**文書抜粋**
------

ぼやき日記


10月21日(土)

 昨日の夜ききに行った落語会のことを書くつもりやったけど、それどころやないようになった。
 昨日の朝からパソコンの具合がおかしなったんだ。メールを受信しようとメールソフトのエイリアス(Windowsの「ショートカット」)をクリックしたら、アプリケーションが開かず、Macユーザーならおなじみの(そうでもない?)「××は予期せぬ理由で終了しました。他の開いているアプリケーションを終了させて再起動して下さい」という表示が出る。私のパソコンにはポストペットとマイクロソフト製の古いメーラーとクラリス製のこれまた古いメーラーがインストールされてるから、一つメーラーが開かんでも他のメーラーで代用できる。というわけで、他のも開いてみるけれど、ことごとく予期せぬ理由で強制終了しよる。
 こうなったら頼りはノートン先生。ユーティリティソフトでハードディスクを検証。問題を発見して解決してくれた。さすがはノートン先生えらいなあ。
 3つめのアプリケーションが強制終了させられたと思うたら、ポイント(矢印のことですね)が動かなくなってしもうた。これまたMacユーザーならおなじみの(これはまあ多い)フリーズでありますね。
 リセットして強制的に再起動させる。うまいこと起動したと思うたら、今度は立ち上がったところでフリーズ。何回リセットを繰り返したか。そのつどフリーズ。遅刻してはいかんので適当なところであきらめてスイッチを切る。ノートン先生、あかんがな。
 落語会が終わって夕食をとり、家に帰ってきて再度チャレンジ。ことごとくフリーズ。ええい、凍れ凍れ凍結せい。昨日は更新予定がなかったから修復のための手だてを考える。これはもうOSを一からインストールしなおさんといかんのではないかと決意。OSのCD−ROMから起動したら、フリーズせえへんようになった。ただ、昨日は時間がなかったんで、今日の夜、インストールのやり直しを決行!

------

**指示**
パソコンの不調を書いた日記で、「リセットして強制的に再起動させる。」で始まる段落を、主な事実を残して箇条書きにまとめてください。

------

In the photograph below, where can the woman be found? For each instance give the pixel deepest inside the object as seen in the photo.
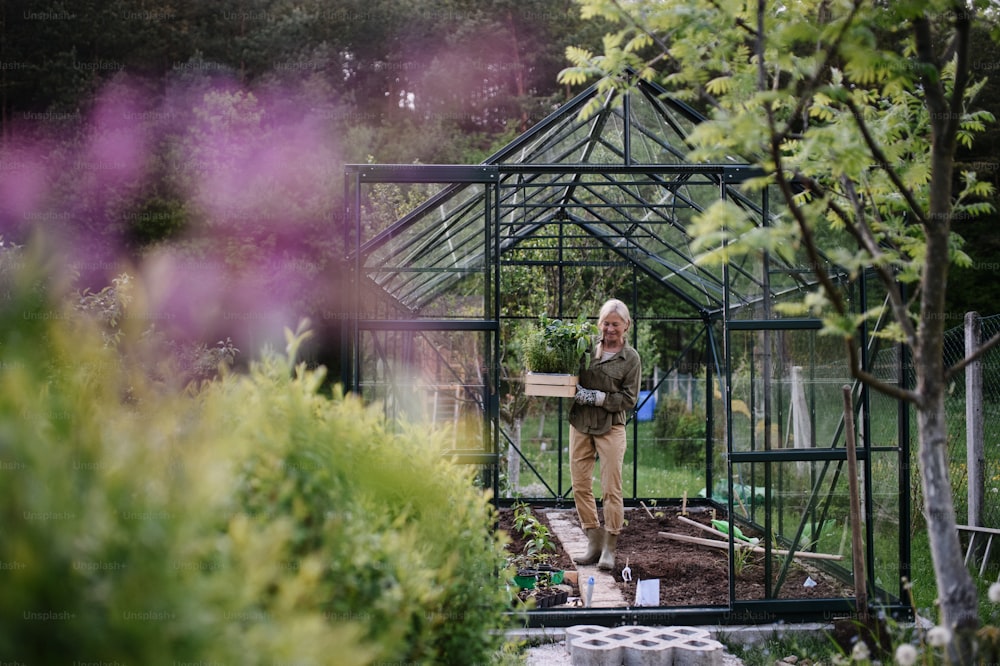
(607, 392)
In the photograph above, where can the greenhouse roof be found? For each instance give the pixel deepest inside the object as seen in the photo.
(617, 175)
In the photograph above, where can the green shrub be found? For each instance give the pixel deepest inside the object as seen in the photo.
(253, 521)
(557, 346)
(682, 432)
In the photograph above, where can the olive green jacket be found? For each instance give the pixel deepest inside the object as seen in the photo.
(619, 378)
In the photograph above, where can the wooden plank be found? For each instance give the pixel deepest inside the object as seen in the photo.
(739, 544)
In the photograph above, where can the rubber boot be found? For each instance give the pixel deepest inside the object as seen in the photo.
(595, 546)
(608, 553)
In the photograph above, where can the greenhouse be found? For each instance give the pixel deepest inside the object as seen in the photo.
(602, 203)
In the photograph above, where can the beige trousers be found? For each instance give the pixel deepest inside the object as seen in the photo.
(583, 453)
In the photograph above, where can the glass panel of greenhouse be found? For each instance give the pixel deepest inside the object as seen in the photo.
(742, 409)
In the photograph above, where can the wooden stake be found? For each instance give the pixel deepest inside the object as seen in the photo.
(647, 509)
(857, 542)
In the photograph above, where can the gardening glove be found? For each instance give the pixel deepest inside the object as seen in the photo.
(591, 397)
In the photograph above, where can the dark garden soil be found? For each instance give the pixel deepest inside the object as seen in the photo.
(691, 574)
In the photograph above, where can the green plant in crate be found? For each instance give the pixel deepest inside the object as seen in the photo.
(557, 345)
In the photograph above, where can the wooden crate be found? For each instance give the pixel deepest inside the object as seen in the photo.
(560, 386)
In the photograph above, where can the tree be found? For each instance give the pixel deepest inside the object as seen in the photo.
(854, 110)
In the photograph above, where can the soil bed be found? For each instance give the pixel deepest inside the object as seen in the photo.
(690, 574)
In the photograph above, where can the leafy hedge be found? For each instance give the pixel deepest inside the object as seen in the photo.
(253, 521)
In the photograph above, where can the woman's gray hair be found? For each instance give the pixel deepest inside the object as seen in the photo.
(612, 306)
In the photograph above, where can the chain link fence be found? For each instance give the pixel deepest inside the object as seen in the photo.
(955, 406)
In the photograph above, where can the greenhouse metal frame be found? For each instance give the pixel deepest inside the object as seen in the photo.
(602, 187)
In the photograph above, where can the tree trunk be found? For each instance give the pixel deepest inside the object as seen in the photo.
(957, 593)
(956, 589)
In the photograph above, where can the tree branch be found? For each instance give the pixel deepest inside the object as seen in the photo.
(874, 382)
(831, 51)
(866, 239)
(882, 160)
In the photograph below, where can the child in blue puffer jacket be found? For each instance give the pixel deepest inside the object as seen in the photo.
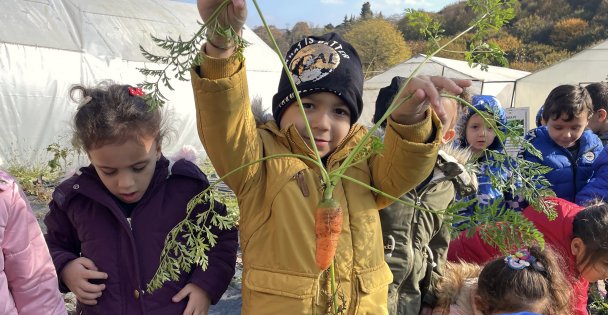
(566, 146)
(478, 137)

------

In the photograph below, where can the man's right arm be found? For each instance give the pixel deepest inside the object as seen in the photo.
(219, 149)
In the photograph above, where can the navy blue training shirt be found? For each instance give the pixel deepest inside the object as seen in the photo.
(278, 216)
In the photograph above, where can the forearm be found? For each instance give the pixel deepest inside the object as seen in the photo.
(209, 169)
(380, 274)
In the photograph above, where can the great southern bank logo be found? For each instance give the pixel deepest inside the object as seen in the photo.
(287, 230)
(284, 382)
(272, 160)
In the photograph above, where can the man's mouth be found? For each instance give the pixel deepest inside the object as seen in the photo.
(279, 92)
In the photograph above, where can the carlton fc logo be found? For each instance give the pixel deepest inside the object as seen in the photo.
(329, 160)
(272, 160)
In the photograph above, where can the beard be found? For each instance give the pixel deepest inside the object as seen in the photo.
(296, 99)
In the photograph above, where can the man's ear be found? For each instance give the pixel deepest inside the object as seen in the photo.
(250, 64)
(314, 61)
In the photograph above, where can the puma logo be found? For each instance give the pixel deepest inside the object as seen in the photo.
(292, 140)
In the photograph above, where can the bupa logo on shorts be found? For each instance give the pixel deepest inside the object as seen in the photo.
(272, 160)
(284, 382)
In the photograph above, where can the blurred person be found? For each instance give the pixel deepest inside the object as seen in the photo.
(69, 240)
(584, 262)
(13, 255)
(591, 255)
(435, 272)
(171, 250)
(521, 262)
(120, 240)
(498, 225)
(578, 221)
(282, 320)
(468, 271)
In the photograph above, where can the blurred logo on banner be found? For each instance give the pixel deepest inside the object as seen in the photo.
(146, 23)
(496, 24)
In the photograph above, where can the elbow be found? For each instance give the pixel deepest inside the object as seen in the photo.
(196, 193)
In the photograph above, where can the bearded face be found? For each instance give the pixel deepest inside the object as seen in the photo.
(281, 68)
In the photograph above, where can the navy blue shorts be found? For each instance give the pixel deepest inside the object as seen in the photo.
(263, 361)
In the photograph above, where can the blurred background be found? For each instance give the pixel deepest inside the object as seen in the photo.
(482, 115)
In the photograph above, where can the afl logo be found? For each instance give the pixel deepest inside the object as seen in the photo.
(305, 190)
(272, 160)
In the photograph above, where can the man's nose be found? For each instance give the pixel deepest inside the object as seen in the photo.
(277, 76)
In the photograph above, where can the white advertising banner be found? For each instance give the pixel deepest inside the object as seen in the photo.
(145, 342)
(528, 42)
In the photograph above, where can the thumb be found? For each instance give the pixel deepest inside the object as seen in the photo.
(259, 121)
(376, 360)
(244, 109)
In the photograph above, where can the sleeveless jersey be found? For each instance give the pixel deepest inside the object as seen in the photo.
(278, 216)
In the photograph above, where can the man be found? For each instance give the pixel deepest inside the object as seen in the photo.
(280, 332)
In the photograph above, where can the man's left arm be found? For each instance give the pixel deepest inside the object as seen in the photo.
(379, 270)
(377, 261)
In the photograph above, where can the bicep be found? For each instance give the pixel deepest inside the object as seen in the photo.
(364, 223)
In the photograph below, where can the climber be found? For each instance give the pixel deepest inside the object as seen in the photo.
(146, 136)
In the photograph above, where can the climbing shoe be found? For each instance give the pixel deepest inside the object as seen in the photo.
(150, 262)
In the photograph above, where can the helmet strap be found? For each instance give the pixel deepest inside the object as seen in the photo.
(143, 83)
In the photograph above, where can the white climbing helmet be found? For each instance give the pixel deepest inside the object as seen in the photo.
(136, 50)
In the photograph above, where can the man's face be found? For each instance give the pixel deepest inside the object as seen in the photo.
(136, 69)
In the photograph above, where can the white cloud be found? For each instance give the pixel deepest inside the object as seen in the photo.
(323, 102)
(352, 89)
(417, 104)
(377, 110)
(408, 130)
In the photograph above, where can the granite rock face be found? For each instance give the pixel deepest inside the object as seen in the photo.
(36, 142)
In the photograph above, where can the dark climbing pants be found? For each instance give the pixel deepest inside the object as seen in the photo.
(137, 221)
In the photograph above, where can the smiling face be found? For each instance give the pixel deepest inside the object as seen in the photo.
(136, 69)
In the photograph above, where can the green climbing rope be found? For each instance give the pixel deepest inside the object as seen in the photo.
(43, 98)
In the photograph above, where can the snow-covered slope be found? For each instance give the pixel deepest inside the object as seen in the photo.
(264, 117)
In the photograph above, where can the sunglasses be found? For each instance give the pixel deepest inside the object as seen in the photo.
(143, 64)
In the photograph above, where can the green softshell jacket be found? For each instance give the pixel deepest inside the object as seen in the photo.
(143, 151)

------

**解答**
- リセットして強制的に再起動させた。
- 起動したと思ったら、立ち上がったところでフリーズした。
- 何回もリセットを繰り返したが、そのたびにフリーズした。
- 遅刻しないよう、適当なところであきらめてスイッチを切った。
- ノートン先生では解決しなかった。